[What you should do] Images must not appear in your copy; reproduce every other part of the records exactly.

◆ ◆ ◆ ◆ ◆ ◆ ◆

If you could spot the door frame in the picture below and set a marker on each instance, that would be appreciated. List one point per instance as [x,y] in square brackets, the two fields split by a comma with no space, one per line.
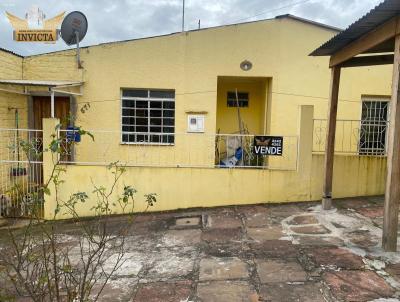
[73,109]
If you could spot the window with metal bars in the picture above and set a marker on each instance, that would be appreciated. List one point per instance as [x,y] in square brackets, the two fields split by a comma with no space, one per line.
[374,127]
[242,99]
[148,116]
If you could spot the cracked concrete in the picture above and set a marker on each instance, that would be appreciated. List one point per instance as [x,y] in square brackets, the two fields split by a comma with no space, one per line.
[293,252]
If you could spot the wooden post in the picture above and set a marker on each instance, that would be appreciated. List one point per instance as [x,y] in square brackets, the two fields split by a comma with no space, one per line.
[392,194]
[330,137]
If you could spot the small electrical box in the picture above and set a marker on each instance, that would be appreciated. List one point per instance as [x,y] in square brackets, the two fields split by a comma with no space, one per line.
[196,123]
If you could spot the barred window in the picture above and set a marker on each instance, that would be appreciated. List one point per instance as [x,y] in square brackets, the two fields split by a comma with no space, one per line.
[242,99]
[374,122]
[148,116]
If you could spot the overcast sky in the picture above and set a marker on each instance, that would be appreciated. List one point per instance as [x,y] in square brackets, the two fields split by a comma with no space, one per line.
[113,20]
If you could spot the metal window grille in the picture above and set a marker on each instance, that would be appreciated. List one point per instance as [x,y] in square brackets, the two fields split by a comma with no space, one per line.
[373,128]
[148,116]
[242,99]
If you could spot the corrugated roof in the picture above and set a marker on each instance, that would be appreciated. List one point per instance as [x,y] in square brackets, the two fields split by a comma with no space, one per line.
[377,16]
[11,52]
[288,16]
[308,21]
[39,83]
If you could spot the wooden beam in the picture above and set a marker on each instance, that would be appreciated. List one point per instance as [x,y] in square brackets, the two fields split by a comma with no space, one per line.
[330,138]
[392,194]
[381,34]
[368,61]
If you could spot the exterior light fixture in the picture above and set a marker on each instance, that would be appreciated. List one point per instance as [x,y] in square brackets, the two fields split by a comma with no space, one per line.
[246,65]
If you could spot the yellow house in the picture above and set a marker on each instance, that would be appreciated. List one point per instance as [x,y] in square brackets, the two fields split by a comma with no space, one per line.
[181,112]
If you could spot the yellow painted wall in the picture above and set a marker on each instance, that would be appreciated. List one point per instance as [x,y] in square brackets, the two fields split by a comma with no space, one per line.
[203,187]
[10,68]
[190,63]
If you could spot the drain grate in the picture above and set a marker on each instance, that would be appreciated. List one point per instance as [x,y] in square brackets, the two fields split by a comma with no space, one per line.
[188,222]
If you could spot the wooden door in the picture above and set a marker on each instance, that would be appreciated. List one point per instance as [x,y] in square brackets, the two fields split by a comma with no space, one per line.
[42,109]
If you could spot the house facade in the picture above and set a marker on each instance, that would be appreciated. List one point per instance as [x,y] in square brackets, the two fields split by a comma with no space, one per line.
[177,109]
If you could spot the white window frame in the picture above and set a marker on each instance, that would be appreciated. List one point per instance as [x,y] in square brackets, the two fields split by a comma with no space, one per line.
[148,99]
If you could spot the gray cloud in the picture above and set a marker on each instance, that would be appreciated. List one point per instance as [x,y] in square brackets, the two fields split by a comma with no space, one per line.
[127,19]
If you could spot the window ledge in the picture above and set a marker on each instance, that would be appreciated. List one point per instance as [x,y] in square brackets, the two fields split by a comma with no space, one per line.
[147,144]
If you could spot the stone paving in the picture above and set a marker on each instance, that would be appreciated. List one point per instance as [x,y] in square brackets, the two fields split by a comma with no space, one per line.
[292,252]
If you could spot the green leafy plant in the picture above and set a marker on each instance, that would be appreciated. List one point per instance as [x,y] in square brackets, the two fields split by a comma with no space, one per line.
[40,265]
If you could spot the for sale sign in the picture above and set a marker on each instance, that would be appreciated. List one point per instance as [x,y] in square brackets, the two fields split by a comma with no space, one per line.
[268,145]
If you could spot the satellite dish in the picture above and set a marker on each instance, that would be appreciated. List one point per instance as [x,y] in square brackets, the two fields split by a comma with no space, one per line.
[74,28]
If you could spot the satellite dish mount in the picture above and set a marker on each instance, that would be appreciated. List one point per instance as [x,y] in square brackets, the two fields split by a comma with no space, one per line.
[73,30]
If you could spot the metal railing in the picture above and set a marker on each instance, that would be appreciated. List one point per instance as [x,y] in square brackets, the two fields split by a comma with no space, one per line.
[173,150]
[353,137]
[21,171]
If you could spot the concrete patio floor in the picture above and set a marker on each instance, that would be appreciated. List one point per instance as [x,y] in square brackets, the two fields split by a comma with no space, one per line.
[291,252]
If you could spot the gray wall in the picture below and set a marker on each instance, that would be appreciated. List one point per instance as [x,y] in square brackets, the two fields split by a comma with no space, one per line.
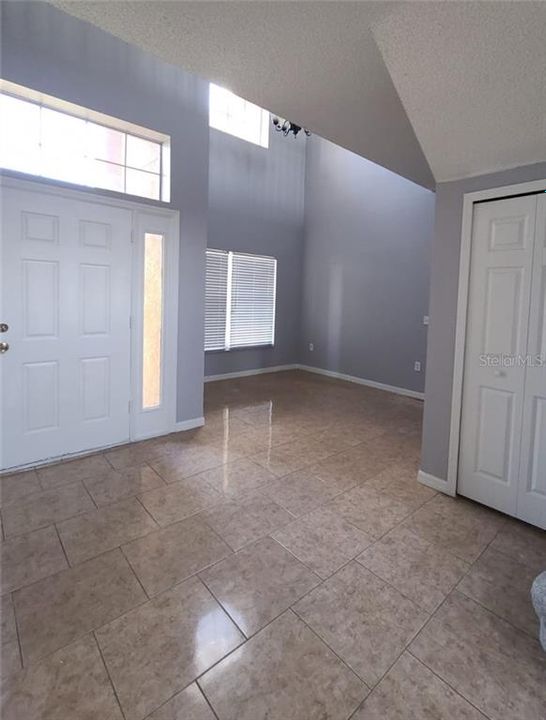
[367,237]
[57,54]
[256,206]
[443,307]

◆ ◆ ◆ ◆ ◆ ◆ ◆

[Full response]
If you could spot the door frame in the picture below and set a marker on each instance, that would be appreciated. List one point per instance as [x,y] in square brackets, the two fields split by a comma with no space, one per line.
[73,109]
If you could spot the window with metal bars in the picture above and set a marker on each instance, that would be appreciated. List one point per instance as [x,y] in square brackets, the two fields split by a comma with no space, one per line.
[374,127]
[242,99]
[148,116]
If you could spot the cracked concrete in the picture above and set a marker on each instance, that would be appreciated. List one point per instance as [x,y] in square brackets, the two fields split by a comma with no space, one per line.
[293,252]
If you could spot the wooden post in the picture above and set a marker on each instance, that would be appreciated. List one point per instance as [x,y] in square brackets, the two fields split by a comma with no space, one per line.
[392,194]
[330,137]
If you could spot the small electrical box in the picture above and set a marker on each instance, that would be appreciated. List one point per instance as [x,y] in square brackets, the two fields split by a comma with no space, one per line.
[196,123]
If you could spot the barred window in the picture above and set a marker on each instance, that would be appreciated. List one point per instance as [x,y] in square brackets, the two fields split by a comma with no space, one per line.
[242,99]
[374,122]
[148,116]
If you could spot the overcast sky in the picture above and set a marker on each instance, that would be appreciated. List one point per instance as [x,y] in square brackets, the two fields split by a comma with no space, one per line.
[113,20]
If you could spot the metal window grille in the picture above and set a marker on each instance, that would be appreciated. List one point per instance as [x,y] in square brackets, the two fields split by a comma with no space, one per line.
[373,128]
[148,116]
[242,99]
If you could spot the corrugated roof in the picture above and set a marker on each instance, that would be appreciated. List one point per instance as [x,y] in square brackets, the two fields split by a comma with no space, one per line.
[377,16]
[11,52]
[288,16]
[308,21]
[39,83]
If you could spot the wooden beam in the picture above and set a marker on each instance, that would be appreciated. List one point per instance as [x,y] in square brackets, the two fields split by a comma with no space, one per line.
[330,138]
[392,194]
[381,34]
[368,61]
If you could spot the exterior light fixture in the picture above and set a marker on each instance, that would be appreciated. List one point per instance as [x,y] in square brackets, the two fields split by a comma with no space, one per line.
[246,65]
If you could spot the yellow house in the picture above and set a marker on each instance, that would be appreciated. List one point per instance as [x,y] in square brackets, the two fields split by a comma with no space, one per line.
[181,112]
If you could spot the yellow painted wall in the picture above and set a marker on each instance, that would be appreciated. List one point per instance as [x,y] in square brackets, the two fields split by a comma with no space, one per line.
[203,187]
[10,68]
[190,63]
If you could spot the drain grate in the picture above and set a marker on each instance, that would be appreciated. List one point per instance as [x,y] in square brackets, the two fields split by a comma with no space, one per line.
[188,222]
If you could spot the wooden door in the picture above and set a marker on each instance, that would be appreciated. List one point per instance as [x,y] in square brackets, the two fields split by a comma with no space, one per line.
[42,109]
If you could spot the house facade in the picture above and set a marker on each instance, that would be appreciated. List one point per instance as [x,y] in square brackets, the two fields split by a comma with no space, one per line.
[177,109]
If you could spot the white window frame in the picture above and set a marker on each instance, that would be appreciated. List one point per instance as [x,y] in square brackets, the two fields split by a comma with no space, one per line.
[148,99]
If you could spot the gray cloud in the picture above and set a marker on each instance, that would be appreciated. List one point per instance as [x,y] in square brackets, the two fields split by a comma with no space, one per line.
[127,19]
If you could spot the window ledge in the picture above and set a marker on each instance, that would be appreciated. List one point per instance as [x,y] in square brackets, the two fields split by a comma with no space, one per line.
[147,144]
If you could spot the stone paving in the picture above and set a marker on each instance, that would be appreciated. List one point per instance as [x,y] in square brackets, the two fields split by a comma with no space, one per line.
[292,252]
If you could spot the green leafy plant in the picture above and set a marker on each instance, that would be appreciated. List one point per instance as [x,y] in square brackets, the two fields split by a comma with no space, one per line.
[40,265]
If you could spot the for sale sign in the picture above and set a marker on each instance, that would be appreciated. List one point per instance as [x,y] in square brackets, the two fields split by a comma with no space, one per line.
[268,145]
If you could spot the satellite dish in the picture above and set a marker on each instance, that would be appreciated. List one point per instance as [x,y] in square brackets, the two fields split by a comma with no space, one per line.
[74,28]
If you could spot the satellite dish mount in the picture above and set a marker on each instance, that would be appreciated. List one point per instance as [x,y] in square brackets, the two fields split by a comma with no space, one per line.
[73,30]
If you could spot the metal railing in the picture above and set a marker on each instance, that would be appreciated. List one point per instance as [x,y] in square brackets, the two fields split by a comma with no space, one per line.
[173,150]
[353,137]
[21,171]
If you could spot the concrete patio floor in the picture above and set a marker on each instance, that would be appreciated. List one point per instance as [x,y] in square brackets, the two fields split by a comma with no space, one per line.
[291,252]
If you could spot the gray wall in the picture below and set a marker on each instance, that would be appreciated. List one point per instance as [x,y] in square brackets, the two fields split by a comma with no space, one per line.
[367,237]
[57,54]
[256,206]
[443,307]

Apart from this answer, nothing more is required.